• [Soal dan Tugas]
1. Ulangi tanpa perubahan bagian teks tentang Perang Dunia II dari "Siapa yang tidak" sampai "berbagai pasukan militer.".
2. Menurut teks tentang Perang Dunia II, berapa jumlah korban jiwa perang tersebut?
3. Teruskan teks tentang Perang Dunia II, mulai setelah kalimat terakhir yang ditampilkan.

Aku tidak ingin menjadi pegawai negeri. Bukan bujukan atau pula argumen-argumen yang “serius” memberi kesan pada ketekunanku. Aku tidak ingin menjadi pegawai negeri, tidak, dan sekali lagi tidak. - Adolf Hitler (1989-1945)

Siapa yang tidak kenal dengan sosok Adolf Hitler, pemicu utama terjadinya Perang Dunia II, sang diktator Jerman, Pemimpin Partai Buruh Nasional-Sosialis Jerman (NSDAP) yang berlambang Swastika, atau dikenal dengan Partai NAZI?

Sejarah telah mencatat, bahwa Perang Dunia II adalah sebuah perang global dan perang terluas yang berlangsung mulai tahun 1939 sampai 1945, yang melibatkan lebih dari 100 juta orang di berbagai pasukan militer.

Dalam keadaan “perang total”, Perang Dunia II ditandai dengan sejumlah peristiwa penting yang melibatkan kematian massal warga sipil, termasuk Holocaust dan pemakaian senjata nuklir, sehingga memakan korban jiwa sebanyak 50 juta sampai 70 juta jiwa. 

Sejarawan mencatat, jumlah kematian ini menjadikan Perang Dunia II sebagai konflik paling mematikan sepanjang sejarah umat manusia.

• [Data yang Diberikan]
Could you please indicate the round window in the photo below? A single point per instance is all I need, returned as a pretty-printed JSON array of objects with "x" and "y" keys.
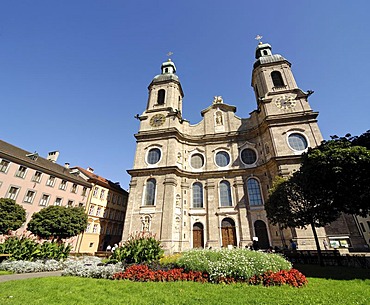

• [Jawaban Tiap Tugas]
1.
Siapa yang tidak kenal dengan sosok Adolf Hitler, pemicu utama terjadinya Perang Dunia II, sang diktator Jerman, Pemimpin Partai Buruh Nasional-Sosialis Jerman (NSDAP) yang berlambang Swastika, atau dikenal dengan Partai NAZI?

Sejarah telah mencatat, bahwa Perang Dunia II adalah sebuah perang global dan perang terluas yang berlangsung mulai tahun 1939 sampai 1945, yang melibatkan lebih dari 100 juta orang di berbagai pasukan militer.

2. Sebanyak 50 juta sampai 70 juta jiwa.

3.
Beberapa ahli sejarah sepakat bahwa Perang Dunia II disebabkan penyelesaian Perang Dunia I yang dianggap tak memuaskan. Perjanjian Versailles 1919 mungkin jadi latar belakang. Namun pemicu utama Perang Dunia II diyakini adalah “sosok paling antagonis” dalam sejarah, yaitu Adolf Hitler, sang Fuhrer und Reichskanzler.

Pada saat karier Hitler melonjak menjadi kanselir, dan pada saat Presiden Paul Von Hindenburg meninggal, Hitler pun mengangkat dirinya sebagai Fuhrer atau komandan tertinggi paramiliter Nazi. Saat berkuasa, Hitler mengecam Perjanjian Versailles, dan menyebutnya tidak adil.

Dan yang menjadi penyebab langsung Perang Dunia II adalah invasi Jerman di bawah pimpinan Hitler atas Polandia Pada 1 September 1939. Peristiwa itu pun diakui oleh Presiden Jerman Frank-Walter Steinmeier, dan pada 1 september 2019 meminta maaf kepada Polandia, karena Negaranya telah memicu Perang Dunia II 80 Tahun yang lalu.

Adolf Hitler Menolak Menjadi Pegawai Negeri

Pada tahun 1923, Hitler pernah melancarkan Kudeta di Munich yang dikenal dengan dengan peristiwa Beer Hall Putsch. Akan tetapi, kudeta ini tidak berlangsung mulus alias gagal, dan Hitler dijebloskan ke penjara. 

Dalam penjara inilah Hitler menulis buku memoarnya, Mein Kampf, dalam versi terjemahannya Perjuanganku. Di mana buku ini sempat menjadi Kitab Suci yang berisi kredo bagi Jerman di masa Nazi.

Dalam memoar yang ditulis sendiri oleh Hitler tersebut, beliau menceritakan bahwa ayahnya adalah seorang pegawai negeri, yang juga memaksakan Hitler agar mau menuruti langkahnya sebagai pegawai negeri. Akan tetapi, Hitler muda pada saat itu menolak keinginan ayahnya.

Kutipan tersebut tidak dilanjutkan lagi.